Friends, New and Old

We took our time traveling to our final destinations in Arizona. We stopped first in Hannibal, MO. We walked around the small town viewing spots connected with Mark Twain and his writings.

Our next stop was Newton, KS. We stayed with friends Jim and Judy. They and we went to Kenya in 1967 in MCC’s Teachers Abroad Program. Jim and Judy were the closest MCCers to us in western Kenya and we visited often. We also spent two weeks travelling together through four game parks in a very small car (Renault 4) with camping gear. We learned to know each other very well! We had not seen Judy for about 20 years and Jim for 15 years. Needless to say, we talked a lot. (Therefore, we forgot to take any photos!)

On to Santa Fe NM and two nights with Doyle and Mary Jo. While there we visited El Santuario de Chimayo and Los Alamos. El Santuario was built two hundred years ago so that local people could worship the Black Christ as depicted at Esquipulas, an important Catholic pilgrimage town in Guatemala. It has a reputation as a healing site and has become known as the “Lourdes of America.” Up to 30,000 people visit during Holy Week, many walking 30 – 100 miles. (We saw many on the road.) According to one source, Chimayo is “no doubt the most important Catholic pilgrimage center in the United States.”

Los Alamos is home to the Los Alamos National Laboratory, established in 1943 for the Manhattan Project. All information about the town was classified until the bombing of Hiroshima. After the Manhattan Project was completed, the area was abandoned until 1963 when people began to re-inhabit and rebuild new homes and buildings. The laboratory is one of the largest science and technology institutions in the world. It conducts multidisciplinary research in fields such as national security, space exploration, renewable energy, medicine, nanotechnology, and supercomputing. The Laboratory has an excellent museum where we watched a couple of short videos and saw the wall where both pros and cons for nuclear research were displayed, plus other displays. (No photos)

GIVEN DATA

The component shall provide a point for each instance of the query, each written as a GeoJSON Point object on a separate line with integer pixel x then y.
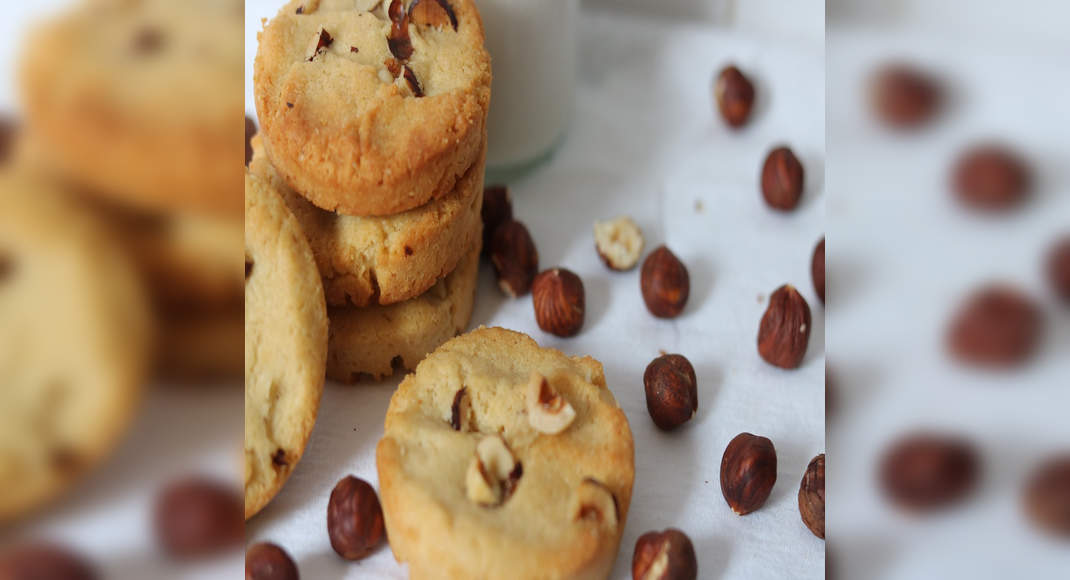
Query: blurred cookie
{"type": "Point", "coordinates": [286, 337]}
{"type": "Point", "coordinates": [141, 101]}
{"type": "Point", "coordinates": [373, 107]}
{"type": "Point", "coordinates": [388, 259]}
{"type": "Point", "coordinates": [502, 459]}
{"type": "Point", "coordinates": [375, 340]}
{"type": "Point", "coordinates": [74, 344]}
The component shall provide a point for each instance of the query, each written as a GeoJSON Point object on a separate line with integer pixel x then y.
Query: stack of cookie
{"type": "Point", "coordinates": [372, 131]}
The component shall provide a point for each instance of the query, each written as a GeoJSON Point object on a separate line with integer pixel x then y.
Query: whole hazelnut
{"type": "Point", "coordinates": [559, 301]}
{"type": "Point", "coordinates": [990, 178]}
{"type": "Point", "coordinates": [782, 179]}
{"type": "Point", "coordinates": [735, 96]}
{"type": "Point", "coordinates": [812, 497]}
{"type": "Point", "coordinates": [818, 270]}
{"type": "Point", "coordinates": [1058, 269]}
{"type": "Point", "coordinates": [266, 561]}
{"type": "Point", "coordinates": [925, 471]}
{"type": "Point", "coordinates": [665, 284]}
{"type": "Point", "coordinates": [997, 326]}
{"type": "Point", "coordinates": [748, 472]}
{"type": "Point", "coordinates": [1048, 497]}
{"type": "Point", "coordinates": [784, 331]}
{"type": "Point", "coordinates": [515, 259]}
{"type": "Point", "coordinates": [665, 555]}
{"type": "Point", "coordinates": [197, 517]}
{"type": "Point", "coordinates": [354, 518]}
{"type": "Point", "coordinates": [672, 393]}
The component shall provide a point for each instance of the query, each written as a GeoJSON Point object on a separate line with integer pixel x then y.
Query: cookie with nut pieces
{"type": "Point", "coordinates": [372, 107]}
{"type": "Point", "coordinates": [502, 459]}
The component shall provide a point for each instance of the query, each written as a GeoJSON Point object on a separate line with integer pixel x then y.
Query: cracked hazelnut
{"type": "Point", "coordinates": [672, 393]}
{"type": "Point", "coordinates": [618, 242]}
{"type": "Point", "coordinates": [548, 412]}
{"type": "Point", "coordinates": [493, 473]}
{"type": "Point", "coordinates": [990, 178]}
{"type": "Point", "coordinates": [665, 555]}
{"type": "Point", "coordinates": [997, 326]}
{"type": "Point", "coordinates": [735, 96]}
{"type": "Point", "coordinates": [560, 303]}
{"type": "Point", "coordinates": [515, 258]}
{"type": "Point", "coordinates": [784, 331]}
{"type": "Point", "coordinates": [782, 180]}
{"type": "Point", "coordinates": [354, 518]}
{"type": "Point", "coordinates": [748, 472]}
{"type": "Point", "coordinates": [922, 472]}
{"type": "Point", "coordinates": [665, 284]}
{"type": "Point", "coordinates": [812, 497]}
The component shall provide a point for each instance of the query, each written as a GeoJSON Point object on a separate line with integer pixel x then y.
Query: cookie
{"type": "Point", "coordinates": [376, 340]}
{"type": "Point", "coordinates": [502, 459]}
{"type": "Point", "coordinates": [74, 344]}
{"type": "Point", "coordinates": [387, 259]}
{"type": "Point", "coordinates": [286, 338]}
{"type": "Point", "coordinates": [141, 102]}
{"type": "Point", "coordinates": [368, 115]}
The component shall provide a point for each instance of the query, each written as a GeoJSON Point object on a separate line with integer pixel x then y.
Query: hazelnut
{"type": "Point", "coordinates": [903, 96]}
{"type": "Point", "coordinates": [748, 472]}
{"type": "Point", "coordinates": [812, 497]}
{"type": "Point", "coordinates": [266, 561]}
{"type": "Point", "coordinates": [927, 471]}
{"type": "Point", "coordinates": [197, 517]}
{"type": "Point", "coordinates": [672, 393]}
{"type": "Point", "coordinates": [515, 259]}
{"type": "Point", "coordinates": [735, 96]}
{"type": "Point", "coordinates": [497, 210]}
{"type": "Point", "coordinates": [665, 555]}
{"type": "Point", "coordinates": [665, 283]}
{"type": "Point", "coordinates": [618, 242]}
{"type": "Point", "coordinates": [1048, 497]}
{"type": "Point", "coordinates": [354, 518]}
{"type": "Point", "coordinates": [818, 270]}
{"type": "Point", "coordinates": [784, 331]}
{"type": "Point", "coordinates": [560, 303]}
{"type": "Point", "coordinates": [1058, 269]}
{"type": "Point", "coordinates": [782, 179]}
{"type": "Point", "coordinates": [548, 412]}
{"type": "Point", "coordinates": [596, 503]}
{"type": "Point", "coordinates": [493, 473]}
{"type": "Point", "coordinates": [997, 326]}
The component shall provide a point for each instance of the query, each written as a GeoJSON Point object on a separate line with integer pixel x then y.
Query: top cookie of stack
{"type": "Point", "coordinates": [372, 107]}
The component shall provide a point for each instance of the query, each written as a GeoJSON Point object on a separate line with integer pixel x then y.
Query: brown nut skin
{"type": "Point", "coordinates": [812, 497]}
{"type": "Point", "coordinates": [748, 472]}
{"type": "Point", "coordinates": [515, 259]}
{"type": "Point", "coordinates": [818, 270]}
{"type": "Point", "coordinates": [266, 561]}
{"type": "Point", "coordinates": [560, 302]}
{"type": "Point", "coordinates": [198, 517]}
{"type": "Point", "coordinates": [990, 178]}
{"type": "Point", "coordinates": [784, 331]}
{"type": "Point", "coordinates": [903, 96]}
{"type": "Point", "coordinates": [665, 283]}
{"type": "Point", "coordinates": [782, 178]}
{"type": "Point", "coordinates": [672, 392]}
{"type": "Point", "coordinates": [354, 518]}
{"type": "Point", "coordinates": [1046, 497]}
{"type": "Point", "coordinates": [665, 555]}
{"type": "Point", "coordinates": [43, 562]}
{"type": "Point", "coordinates": [923, 472]}
{"type": "Point", "coordinates": [1058, 269]}
{"type": "Point", "coordinates": [997, 326]}
{"type": "Point", "coordinates": [735, 96]}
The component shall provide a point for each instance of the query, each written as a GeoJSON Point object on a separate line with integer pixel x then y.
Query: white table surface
{"type": "Point", "coordinates": [644, 142]}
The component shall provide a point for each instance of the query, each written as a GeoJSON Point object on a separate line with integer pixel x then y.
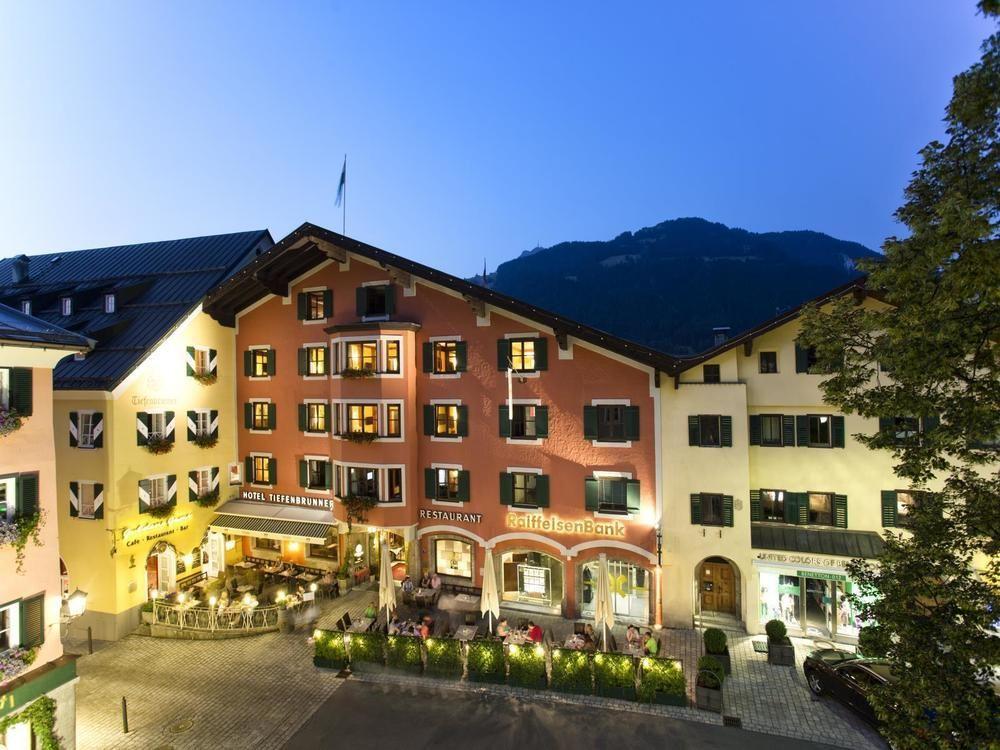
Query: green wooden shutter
{"type": "Point", "coordinates": [541, 354]}
{"type": "Point", "coordinates": [503, 354]}
{"type": "Point", "coordinates": [727, 432]}
{"type": "Point", "coordinates": [632, 495]}
{"type": "Point", "coordinates": [788, 430]}
{"type": "Point", "coordinates": [21, 399]}
{"type": "Point", "coordinates": [696, 509]}
{"type": "Point", "coordinates": [838, 432]}
{"type": "Point", "coordinates": [631, 422]}
{"type": "Point", "coordinates": [463, 486]}
{"type": "Point", "coordinates": [506, 488]}
{"type": "Point", "coordinates": [542, 421]}
{"type": "Point", "coordinates": [840, 511]}
{"type": "Point", "coordinates": [504, 411]}
{"type": "Point", "coordinates": [590, 423]}
{"type": "Point", "coordinates": [889, 509]}
{"type": "Point", "coordinates": [542, 490]}
{"type": "Point", "coordinates": [694, 430]}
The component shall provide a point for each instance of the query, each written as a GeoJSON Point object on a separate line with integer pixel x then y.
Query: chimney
{"type": "Point", "coordinates": [19, 269]}
{"type": "Point", "coordinates": [719, 335]}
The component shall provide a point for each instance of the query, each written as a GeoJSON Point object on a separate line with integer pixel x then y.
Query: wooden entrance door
{"type": "Point", "coordinates": [718, 588]}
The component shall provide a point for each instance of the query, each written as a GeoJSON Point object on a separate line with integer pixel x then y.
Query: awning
{"type": "Point", "coordinates": [272, 528]}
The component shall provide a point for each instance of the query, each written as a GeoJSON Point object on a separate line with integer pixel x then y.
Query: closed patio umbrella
{"type": "Point", "coordinates": [490, 602]}
{"type": "Point", "coordinates": [386, 586]}
{"type": "Point", "coordinates": [604, 611]}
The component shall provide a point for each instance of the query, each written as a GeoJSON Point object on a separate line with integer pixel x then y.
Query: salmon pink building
{"type": "Point", "coordinates": [384, 401]}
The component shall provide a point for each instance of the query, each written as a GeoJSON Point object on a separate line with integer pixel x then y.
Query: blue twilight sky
{"type": "Point", "coordinates": [471, 131]}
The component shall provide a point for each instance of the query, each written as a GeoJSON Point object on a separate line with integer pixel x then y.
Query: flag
{"type": "Point", "coordinates": [343, 182]}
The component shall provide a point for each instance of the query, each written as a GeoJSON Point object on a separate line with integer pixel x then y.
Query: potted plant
{"type": "Point", "coordinates": [715, 645]}
{"type": "Point", "coordinates": [780, 650]}
{"type": "Point", "coordinates": [708, 686]}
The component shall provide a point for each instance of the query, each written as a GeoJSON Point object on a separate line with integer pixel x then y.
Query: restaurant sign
{"type": "Point", "coordinates": [555, 525]}
{"type": "Point", "coordinates": [281, 499]}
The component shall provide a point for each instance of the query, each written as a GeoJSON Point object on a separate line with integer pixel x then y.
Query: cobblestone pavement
{"type": "Point", "coordinates": [258, 691]}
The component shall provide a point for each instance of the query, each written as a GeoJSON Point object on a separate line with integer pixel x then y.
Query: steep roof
{"type": "Point", "coordinates": [156, 284]}
{"type": "Point", "coordinates": [24, 329]}
{"type": "Point", "coordinates": [300, 251]}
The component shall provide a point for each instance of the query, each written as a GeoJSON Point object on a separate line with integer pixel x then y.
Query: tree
{"type": "Point", "coordinates": [923, 358]}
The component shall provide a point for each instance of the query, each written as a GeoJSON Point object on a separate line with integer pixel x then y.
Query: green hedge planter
{"type": "Point", "coordinates": [527, 666]}
{"type": "Point", "coordinates": [444, 658]}
{"type": "Point", "coordinates": [572, 671]}
{"type": "Point", "coordinates": [485, 662]}
{"type": "Point", "coordinates": [330, 649]}
{"type": "Point", "coordinates": [367, 651]}
{"type": "Point", "coordinates": [614, 676]}
{"type": "Point", "coordinates": [662, 681]}
{"type": "Point", "coordinates": [404, 653]}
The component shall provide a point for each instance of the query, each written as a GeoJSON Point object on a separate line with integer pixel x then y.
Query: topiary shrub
{"type": "Point", "coordinates": [485, 662]}
{"type": "Point", "coordinates": [572, 671]}
{"type": "Point", "coordinates": [715, 641]}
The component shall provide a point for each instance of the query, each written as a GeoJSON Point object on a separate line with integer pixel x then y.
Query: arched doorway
{"type": "Point", "coordinates": [718, 582]}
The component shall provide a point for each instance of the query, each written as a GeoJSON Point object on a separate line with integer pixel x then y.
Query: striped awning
{"type": "Point", "coordinates": [272, 528]}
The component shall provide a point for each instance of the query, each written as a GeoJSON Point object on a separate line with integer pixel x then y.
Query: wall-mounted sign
{"type": "Point", "coordinates": [133, 535]}
{"type": "Point", "coordinates": [276, 497]}
{"type": "Point", "coordinates": [555, 525]}
{"type": "Point", "coordinates": [450, 515]}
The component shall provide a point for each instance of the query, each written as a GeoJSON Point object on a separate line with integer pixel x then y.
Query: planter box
{"type": "Point", "coordinates": [709, 699]}
{"type": "Point", "coordinates": [724, 660]}
{"type": "Point", "coordinates": [781, 654]}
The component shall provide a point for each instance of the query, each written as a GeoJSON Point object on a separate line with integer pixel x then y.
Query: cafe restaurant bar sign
{"type": "Point", "coordinates": [276, 497]}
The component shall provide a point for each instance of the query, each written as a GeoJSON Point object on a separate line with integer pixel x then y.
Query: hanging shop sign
{"type": "Point", "coordinates": [281, 499]}
{"type": "Point", "coordinates": [147, 532]}
{"type": "Point", "coordinates": [555, 525]}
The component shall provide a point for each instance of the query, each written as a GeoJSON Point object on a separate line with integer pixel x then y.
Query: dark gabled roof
{"type": "Point", "coordinates": [28, 330]}
{"type": "Point", "coordinates": [857, 287]}
{"type": "Point", "coordinates": [299, 252]}
{"type": "Point", "coordinates": [865, 544]}
{"type": "Point", "coordinates": [156, 284]}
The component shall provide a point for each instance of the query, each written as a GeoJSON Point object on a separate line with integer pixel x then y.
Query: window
{"type": "Point", "coordinates": [820, 435]}
{"type": "Point", "coordinates": [525, 488]}
{"type": "Point", "coordinates": [261, 470]}
{"type": "Point", "coordinates": [522, 422]}
{"type": "Point", "coordinates": [768, 363]}
{"type": "Point", "coordinates": [445, 357]}
{"type": "Point", "coordinates": [522, 354]}
{"type": "Point", "coordinates": [446, 420]}
{"type": "Point", "coordinates": [392, 356]}
{"type": "Point", "coordinates": [316, 417]}
{"type": "Point", "coordinates": [821, 508]}
{"type": "Point", "coordinates": [362, 356]}
{"type": "Point", "coordinates": [772, 505]}
{"type": "Point", "coordinates": [362, 418]}
{"type": "Point", "coordinates": [770, 429]}
{"type": "Point", "coordinates": [393, 420]}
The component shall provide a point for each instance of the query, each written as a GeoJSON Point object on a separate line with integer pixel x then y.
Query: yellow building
{"type": "Point", "coordinates": [31, 592]}
{"type": "Point", "coordinates": [145, 424]}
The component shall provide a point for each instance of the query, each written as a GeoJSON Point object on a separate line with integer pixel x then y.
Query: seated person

EXERCISE PROMPT
Resume the travel account of the trip to Arizona, picking up right after its final sentence. The listing comes from a different source than the travel account.

ANSWER SPACE
On the way to Albuquerque we briefly stopped in Kasha-Katuwe Tent Rocks National Monument. The cone-shaped tent rock formations are the products of volcanic eruptions that occurred 6 to 7 million years ago. We wished we had more time there. We had lunch with Jim whom we knew from Goshen High School and College. We recently learned that he had lived in a number of places in the world where we also had lived. As we talked the overlap of experiences became even greater. What fun to reminisce. We spent the afternoon in the Botanical Garden, a 37-acre garden with a wide variety of plants and pleasant walks. We stayed with Pete and Patricia who have just moved to Albuquerque. In fact, the last of their furnishings were due to arrive the next morning. We were able to visit the Community College where Patricia is presently teaching.